> What this exercise asks:
**A)** Answer the following from the Morocco overview:
(i) What is the capital city?
(ii) When greeting someone, what do Moroccans do after shaking hands?
(iii) At what time of day do schools and businesses close?
**B)** Reproduce word for word the stretch of the Morocco overview from "Upheld by Islamic" through "the towel provided.".

::: Passage provided

Official name: Kingdom of Morocco
Population: 33.2 million
Capital City: Rabat
Languages: Arabic and Berber are the official languages of Morocco, while French is taught universally and serves as Morocco’s primary language of commerce. Spanish and English are also widely spoken (by about 21% and 14% of the population, respectively)
Geography: Morocco is slightly larger than the state of California and is located in northern Africa.

Culture in Morocco:

Check out the Rough Guide to Moroccan culture and etiquette for a brief introduction!

Non-verbal communication:

  • When greeting someone in Morocco, Moroccans shake hands then touch their heart.
  • Once a relationship has developed, it is common to kiss on both cheeks, starting with the left cheek while shaking hands, men with men and women with women.

Other customs to be familiar with:

Two foods that you will see throughout your trip to Morocco are couscous, made with seminola grains, and harira soup, a national dish that is composed of bouillon, beef or mutton, onions, saffron, and walnuts. Note that schools and businesses close at noon each day in order to enjoy a midday meal for 2-3 hours.

Upheld by Islamic law, Muslims don’t partake in the consumption of alcoholic beverages.

If you are invited to someone’s home, remember to take off your shoes when you enter their house.

Before a meal, a washing basin will be brought to the table before the meal is served. Hold your hands over the basin while water is poured over them. Dry your hands on the towel provided.

DO: Scoop the food with a piece of bread or the thumb and first two fingers of the right hand.  Eat with the right hand.

::::::
::: Information given

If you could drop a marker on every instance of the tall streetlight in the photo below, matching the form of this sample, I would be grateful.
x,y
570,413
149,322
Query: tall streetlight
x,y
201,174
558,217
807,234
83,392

::::::

> Results for the exercise:
**A)**
(i) Rabat
(ii) They touch their heart.
(iii) At noon

**B)**
Upheld by Islamic law, Muslims don’t partake in the consumption of alcoholic beverages.

If you are invited to someone’s home, remember to take off your shoes when you enter their house.

Before a meal, a washing basin will be brought to the table before the meal is served. Hold your hands over the basin while water is poured over them. Dry your hands on the towel provided.